(Data extracted from a collection)
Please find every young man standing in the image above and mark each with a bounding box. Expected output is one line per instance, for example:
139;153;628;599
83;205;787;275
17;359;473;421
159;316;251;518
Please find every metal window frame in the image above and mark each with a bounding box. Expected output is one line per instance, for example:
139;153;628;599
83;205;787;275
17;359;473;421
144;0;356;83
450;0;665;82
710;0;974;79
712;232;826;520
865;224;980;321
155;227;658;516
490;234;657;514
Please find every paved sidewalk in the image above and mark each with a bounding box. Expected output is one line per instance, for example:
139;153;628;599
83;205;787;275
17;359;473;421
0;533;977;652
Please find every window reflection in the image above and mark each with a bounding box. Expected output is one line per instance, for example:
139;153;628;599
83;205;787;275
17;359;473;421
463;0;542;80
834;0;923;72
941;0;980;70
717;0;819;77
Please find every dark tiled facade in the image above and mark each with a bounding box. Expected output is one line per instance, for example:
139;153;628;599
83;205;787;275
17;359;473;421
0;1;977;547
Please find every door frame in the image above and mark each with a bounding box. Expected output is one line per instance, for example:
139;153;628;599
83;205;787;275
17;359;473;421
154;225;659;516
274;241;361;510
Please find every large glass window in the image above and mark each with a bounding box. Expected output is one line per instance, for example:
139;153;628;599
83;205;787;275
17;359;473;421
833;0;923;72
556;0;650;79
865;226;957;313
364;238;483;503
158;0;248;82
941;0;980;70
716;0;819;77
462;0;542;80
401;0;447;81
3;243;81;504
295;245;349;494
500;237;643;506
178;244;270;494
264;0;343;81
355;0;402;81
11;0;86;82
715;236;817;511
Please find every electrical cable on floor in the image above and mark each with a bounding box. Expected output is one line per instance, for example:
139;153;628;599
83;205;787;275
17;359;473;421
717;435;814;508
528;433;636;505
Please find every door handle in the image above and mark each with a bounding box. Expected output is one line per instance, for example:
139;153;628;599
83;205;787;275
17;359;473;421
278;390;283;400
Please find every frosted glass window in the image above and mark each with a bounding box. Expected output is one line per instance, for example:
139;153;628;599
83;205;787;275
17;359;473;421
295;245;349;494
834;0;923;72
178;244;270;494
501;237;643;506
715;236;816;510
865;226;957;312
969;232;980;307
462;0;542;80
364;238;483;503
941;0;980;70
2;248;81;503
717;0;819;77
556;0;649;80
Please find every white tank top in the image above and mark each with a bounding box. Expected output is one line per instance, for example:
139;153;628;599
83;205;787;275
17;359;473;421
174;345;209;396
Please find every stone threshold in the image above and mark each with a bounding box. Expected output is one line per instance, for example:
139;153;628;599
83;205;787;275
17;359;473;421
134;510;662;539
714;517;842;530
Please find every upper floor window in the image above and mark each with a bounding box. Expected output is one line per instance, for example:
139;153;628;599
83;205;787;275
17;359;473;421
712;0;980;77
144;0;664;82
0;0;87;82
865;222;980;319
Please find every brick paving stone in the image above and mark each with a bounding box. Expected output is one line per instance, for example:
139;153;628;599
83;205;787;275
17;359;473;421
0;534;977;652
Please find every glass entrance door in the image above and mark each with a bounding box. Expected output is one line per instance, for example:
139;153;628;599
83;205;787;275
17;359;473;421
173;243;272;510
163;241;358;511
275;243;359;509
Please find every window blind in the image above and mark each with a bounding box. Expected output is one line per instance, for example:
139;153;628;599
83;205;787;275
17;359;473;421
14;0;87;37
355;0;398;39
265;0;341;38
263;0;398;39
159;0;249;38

WHAT TO WORK ON: In the lines above, locate the string "floor". Copy every line where it occurs.

YOUR SOLUTION:
Please find every electrical cable on floor in the image above and mark each with a bounding box. Expected output is one line per instance, for example:
Please find every upper floor window in the image above and mark each with a bounding box. Expected output is one line per instance, for example:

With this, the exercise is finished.